Task directions: Copy out the listing below word for word, keeping every line in its original order.

Data shown:

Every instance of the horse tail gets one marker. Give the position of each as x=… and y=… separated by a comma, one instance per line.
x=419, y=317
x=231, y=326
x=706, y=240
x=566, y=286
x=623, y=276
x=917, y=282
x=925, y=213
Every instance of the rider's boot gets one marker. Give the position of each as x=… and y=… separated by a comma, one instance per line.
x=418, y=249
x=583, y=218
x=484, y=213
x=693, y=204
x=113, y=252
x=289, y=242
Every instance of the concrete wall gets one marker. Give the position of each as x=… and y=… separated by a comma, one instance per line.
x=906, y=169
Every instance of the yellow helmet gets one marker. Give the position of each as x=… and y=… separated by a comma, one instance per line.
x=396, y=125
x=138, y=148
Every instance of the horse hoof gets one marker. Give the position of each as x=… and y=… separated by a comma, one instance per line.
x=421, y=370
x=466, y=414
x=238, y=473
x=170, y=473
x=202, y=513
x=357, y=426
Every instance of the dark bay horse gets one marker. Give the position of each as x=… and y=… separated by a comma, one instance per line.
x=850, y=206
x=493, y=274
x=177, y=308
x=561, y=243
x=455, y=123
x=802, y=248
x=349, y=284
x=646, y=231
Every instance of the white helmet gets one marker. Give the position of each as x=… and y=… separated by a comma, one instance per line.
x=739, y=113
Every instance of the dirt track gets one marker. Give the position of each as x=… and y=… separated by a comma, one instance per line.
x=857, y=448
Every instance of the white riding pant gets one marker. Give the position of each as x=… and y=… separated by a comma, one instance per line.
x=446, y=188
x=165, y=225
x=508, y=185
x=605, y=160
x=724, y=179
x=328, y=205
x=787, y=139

Full response:
Every instance of the horse tail gets one marker. Give the position of each as x=… and y=… separated by a comma, one instance per line.
x=419, y=317
x=231, y=326
x=706, y=240
x=566, y=286
x=623, y=276
x=917, y=282
x=925, y=213
Every instance of the rider's boot gets one marker. Give the position of each as x=… and y=… separated by a comma, one instance per line.
x=418, y=249
x=583, y=218
x=484, y=213
x=693, y=204
x=113, y=252
x=289, y=242
Every instance of the concrete wall gets one marker. Give the position of each as x=… and y=… separated by a comma, one instance per line.
x=906, y=169
Every instance of the yellow helmet gets one marker. Give the position of each as x=… and y=… separated by a comma, one instance per line.
x=396, y=125
x=138, y=148
Every instance of the horse hoof gets one marker. Give the position of each as x=… and y=… separated by a comma, one instance per line.
x=421, y=370
x=466, y=414
x=238, y=473
x=170, y=473
x=202, y=513
x=357, y=426
Every instance of the dark bay horse gets one marker. Give the position of each as x=… and y=… separated by a comma, one instance per line.
x=850, y=206
x=493, y=274
x=177, y=308
x=561, y=243
x=455, y=123
x=802, y=248
x=349, y=284
x=646, y=231
Every instance of the white helmet gets one marker. Give the position of each as x=… and y=… separated by a comma, one instance per line.
x=739, y=113
Every instance of the dirt track gets one marker. Give the position of each as x=… and y=… separated by a comma, one instance per line.
x=857, y=448
Every instance of the white riding pant gets one marker. Give the position of each as x=… and y=… separated by a comma, one instance per line.
x=446, y=188
x=165, y=225
x=508, y=185
x=605, y=160
x=724, y=179
x=328, y=205
x=787, y=139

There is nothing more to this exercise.